───── Texto para leitura ─────

Em Belém, eu mais me preocupava em estudar e, por isso, era meio desligado da politica. Formei-me e fui, como o Benedito, trabalhar em Marabá. Lá enfrentei a realidade da ditadura. Muito eu vi, muito ouvi e muito me revoltei sem nada poder fazer. Aquele ano ficou por décadas armazenado em meu cérebro, até um dia há 30 anos quando sentei e resolvi escrever um romance com toda esta vivência.

O protagonista Benedito é um médico idealista que acaba confrontando o horror da ditadura. Sendo o senhor também médico, em algum momento sua própria vivência influenciou a construção desse personagem?

Emprestei muito de minha vida ao personagem, mas não tive muito controle sobre a construção dele, apesar de que sei que saiu de minha cabeça. Aliás, perder esse controle me fez me surpreender com os personagens. Experimente isso inclusive em meu segundo romance. Benedito foi se construindo na medida em que o texto avançava.

O livro fala de memória, coragem e repressão. Como o senhor enxerga o papel da literatura na preservação da história, especialmente em tempos em que há tentativas de revisionismo ou apagamento?

Não é a toa que os regimes autoritários odeiam as artes, em especial a literatura, porque ela descreve tempos e coisas que os poderosos preferem que continuem enterradas. Da ditadura Vargas, minha geração não se surpreenderia se dissessem que tinha se passado em Marte. Neste tempo de revisionismo, faço minha parte, e são tempos que me motivaram contar coisas que vi e vivi na vida.

A guerrilha do Araguaia ainda é um episódio pouco abordado na ficção nacional. O que o motivou a escolher justamente essa região e esse contexto para ambientar seu romance?

A história do estado em que nasci é totalmente esquecida e muito manipulada. Um exemplo é sobre o Almirante Francisco D’Andrea, que em 1835 assassinou dois terços da população do Pará e hoje é considerado herói da pacificação nacional da Marinha Brasileira.

─────

Tarefa 1 => Segundo a entrevista, para qual cidade o entrevistado foi trabalhar depois de se formar?
Tarefa 2 => Liste todos os temas do livro citados na entrevista.
Os registros não têm nenhuma relação com a entrevista.

───── Registros selecionados ─────

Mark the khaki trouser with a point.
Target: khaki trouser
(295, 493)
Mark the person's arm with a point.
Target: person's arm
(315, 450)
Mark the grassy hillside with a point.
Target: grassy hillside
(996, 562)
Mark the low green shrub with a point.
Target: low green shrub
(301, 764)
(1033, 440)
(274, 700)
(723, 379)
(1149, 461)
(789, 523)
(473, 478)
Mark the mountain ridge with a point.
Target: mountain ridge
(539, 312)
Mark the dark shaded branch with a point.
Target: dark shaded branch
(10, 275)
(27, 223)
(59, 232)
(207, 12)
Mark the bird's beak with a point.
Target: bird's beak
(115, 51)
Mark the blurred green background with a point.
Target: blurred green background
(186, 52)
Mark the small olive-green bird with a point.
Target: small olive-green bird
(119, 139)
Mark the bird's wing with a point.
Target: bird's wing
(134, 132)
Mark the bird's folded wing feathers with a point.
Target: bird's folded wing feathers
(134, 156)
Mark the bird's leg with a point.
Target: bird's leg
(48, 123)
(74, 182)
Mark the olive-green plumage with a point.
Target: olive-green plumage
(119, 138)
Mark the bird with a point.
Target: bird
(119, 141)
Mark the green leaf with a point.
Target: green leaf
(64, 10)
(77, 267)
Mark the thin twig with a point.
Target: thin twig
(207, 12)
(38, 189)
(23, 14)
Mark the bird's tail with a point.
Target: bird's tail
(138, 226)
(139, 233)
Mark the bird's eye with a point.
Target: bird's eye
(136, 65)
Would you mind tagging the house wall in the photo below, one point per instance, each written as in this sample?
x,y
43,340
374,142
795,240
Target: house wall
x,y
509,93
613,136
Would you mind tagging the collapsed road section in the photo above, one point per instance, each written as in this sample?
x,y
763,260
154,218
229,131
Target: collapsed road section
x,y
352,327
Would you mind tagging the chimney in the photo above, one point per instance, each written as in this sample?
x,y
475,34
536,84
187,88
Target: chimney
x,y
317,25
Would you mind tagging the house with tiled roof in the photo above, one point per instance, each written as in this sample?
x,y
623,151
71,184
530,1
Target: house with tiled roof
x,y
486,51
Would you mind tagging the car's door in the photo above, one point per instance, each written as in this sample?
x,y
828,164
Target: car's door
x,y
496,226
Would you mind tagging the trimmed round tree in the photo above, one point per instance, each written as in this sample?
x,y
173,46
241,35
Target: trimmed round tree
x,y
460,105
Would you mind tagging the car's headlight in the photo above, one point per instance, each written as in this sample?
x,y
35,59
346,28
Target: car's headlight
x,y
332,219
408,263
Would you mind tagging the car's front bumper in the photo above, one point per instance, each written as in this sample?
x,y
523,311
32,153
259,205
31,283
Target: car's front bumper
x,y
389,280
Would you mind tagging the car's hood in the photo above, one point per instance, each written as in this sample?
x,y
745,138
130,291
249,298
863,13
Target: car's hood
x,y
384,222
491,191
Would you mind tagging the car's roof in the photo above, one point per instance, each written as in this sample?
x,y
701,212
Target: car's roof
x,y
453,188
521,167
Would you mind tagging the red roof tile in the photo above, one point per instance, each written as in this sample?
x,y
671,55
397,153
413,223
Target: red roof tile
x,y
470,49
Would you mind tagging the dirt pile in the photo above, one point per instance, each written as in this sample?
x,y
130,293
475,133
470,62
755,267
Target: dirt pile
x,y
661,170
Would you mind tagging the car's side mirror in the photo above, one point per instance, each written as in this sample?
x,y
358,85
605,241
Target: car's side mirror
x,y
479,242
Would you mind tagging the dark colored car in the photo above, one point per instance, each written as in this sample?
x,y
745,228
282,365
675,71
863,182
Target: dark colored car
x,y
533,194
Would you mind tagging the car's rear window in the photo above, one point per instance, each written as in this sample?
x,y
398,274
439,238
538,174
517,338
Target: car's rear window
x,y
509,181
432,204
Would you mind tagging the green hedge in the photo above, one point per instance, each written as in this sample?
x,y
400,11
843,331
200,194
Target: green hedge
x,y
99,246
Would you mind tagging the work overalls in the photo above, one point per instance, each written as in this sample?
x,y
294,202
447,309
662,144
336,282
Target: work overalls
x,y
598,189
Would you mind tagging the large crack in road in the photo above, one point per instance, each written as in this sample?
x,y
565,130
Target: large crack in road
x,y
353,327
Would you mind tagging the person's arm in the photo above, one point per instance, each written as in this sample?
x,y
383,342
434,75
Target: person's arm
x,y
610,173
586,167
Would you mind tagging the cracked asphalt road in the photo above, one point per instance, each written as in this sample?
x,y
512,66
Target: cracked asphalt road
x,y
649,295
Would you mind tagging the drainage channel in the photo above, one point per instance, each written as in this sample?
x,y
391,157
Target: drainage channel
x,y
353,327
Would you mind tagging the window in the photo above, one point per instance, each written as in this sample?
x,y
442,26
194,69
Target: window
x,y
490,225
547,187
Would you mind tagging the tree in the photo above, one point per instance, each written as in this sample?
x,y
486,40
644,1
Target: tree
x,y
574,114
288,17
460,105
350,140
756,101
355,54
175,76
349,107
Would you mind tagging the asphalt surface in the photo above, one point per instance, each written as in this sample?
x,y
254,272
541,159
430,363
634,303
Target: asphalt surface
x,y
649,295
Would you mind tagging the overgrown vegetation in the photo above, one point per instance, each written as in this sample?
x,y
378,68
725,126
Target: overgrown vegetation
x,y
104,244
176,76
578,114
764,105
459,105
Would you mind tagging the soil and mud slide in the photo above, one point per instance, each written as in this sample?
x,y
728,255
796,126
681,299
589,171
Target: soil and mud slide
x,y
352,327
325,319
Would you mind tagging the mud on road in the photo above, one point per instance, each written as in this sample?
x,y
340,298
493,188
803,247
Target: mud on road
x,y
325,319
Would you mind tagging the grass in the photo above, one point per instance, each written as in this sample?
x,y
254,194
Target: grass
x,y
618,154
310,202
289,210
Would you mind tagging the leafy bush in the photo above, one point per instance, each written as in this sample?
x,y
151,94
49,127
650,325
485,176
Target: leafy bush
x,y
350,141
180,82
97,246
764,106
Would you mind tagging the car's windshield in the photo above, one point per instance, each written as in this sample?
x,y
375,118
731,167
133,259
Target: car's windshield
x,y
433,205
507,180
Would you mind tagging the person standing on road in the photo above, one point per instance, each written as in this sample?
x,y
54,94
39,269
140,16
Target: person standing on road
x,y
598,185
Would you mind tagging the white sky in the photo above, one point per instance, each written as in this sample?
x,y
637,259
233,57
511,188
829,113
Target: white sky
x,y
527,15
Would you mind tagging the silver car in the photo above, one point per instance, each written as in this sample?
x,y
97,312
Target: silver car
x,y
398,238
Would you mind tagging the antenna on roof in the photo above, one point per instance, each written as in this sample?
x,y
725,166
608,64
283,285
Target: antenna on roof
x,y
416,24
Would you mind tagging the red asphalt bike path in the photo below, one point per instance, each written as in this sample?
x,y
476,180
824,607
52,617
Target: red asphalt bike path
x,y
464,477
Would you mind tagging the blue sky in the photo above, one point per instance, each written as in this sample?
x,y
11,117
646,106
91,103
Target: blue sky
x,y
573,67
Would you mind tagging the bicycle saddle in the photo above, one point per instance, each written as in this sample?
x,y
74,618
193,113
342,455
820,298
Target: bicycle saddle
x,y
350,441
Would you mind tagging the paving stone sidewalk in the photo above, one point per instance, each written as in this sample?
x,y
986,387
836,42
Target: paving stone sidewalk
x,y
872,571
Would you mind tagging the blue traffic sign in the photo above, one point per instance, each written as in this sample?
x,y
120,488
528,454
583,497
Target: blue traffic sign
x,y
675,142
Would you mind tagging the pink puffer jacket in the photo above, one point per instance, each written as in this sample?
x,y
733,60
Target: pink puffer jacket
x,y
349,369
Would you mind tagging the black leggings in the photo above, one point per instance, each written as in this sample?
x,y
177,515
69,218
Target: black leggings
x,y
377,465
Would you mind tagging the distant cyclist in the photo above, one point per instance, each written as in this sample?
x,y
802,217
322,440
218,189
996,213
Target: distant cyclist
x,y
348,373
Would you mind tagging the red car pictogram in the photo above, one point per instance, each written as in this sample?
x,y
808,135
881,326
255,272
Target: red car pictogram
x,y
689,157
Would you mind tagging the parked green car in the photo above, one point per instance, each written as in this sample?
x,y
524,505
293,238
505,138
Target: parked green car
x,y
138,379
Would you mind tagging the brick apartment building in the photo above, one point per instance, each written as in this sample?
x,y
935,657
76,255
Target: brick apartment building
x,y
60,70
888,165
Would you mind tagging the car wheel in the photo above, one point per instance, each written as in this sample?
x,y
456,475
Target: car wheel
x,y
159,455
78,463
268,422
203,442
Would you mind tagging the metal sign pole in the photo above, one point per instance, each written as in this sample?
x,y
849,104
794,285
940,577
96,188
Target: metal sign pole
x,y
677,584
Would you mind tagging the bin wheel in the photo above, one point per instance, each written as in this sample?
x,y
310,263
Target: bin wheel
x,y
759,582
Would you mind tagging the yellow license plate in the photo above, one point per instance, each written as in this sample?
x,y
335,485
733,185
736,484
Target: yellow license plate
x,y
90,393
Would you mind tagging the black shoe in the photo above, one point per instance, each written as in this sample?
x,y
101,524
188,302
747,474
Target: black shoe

─────

Resposta 1 => Marabá.

Resposta 2 => Memória, coragem e repressão.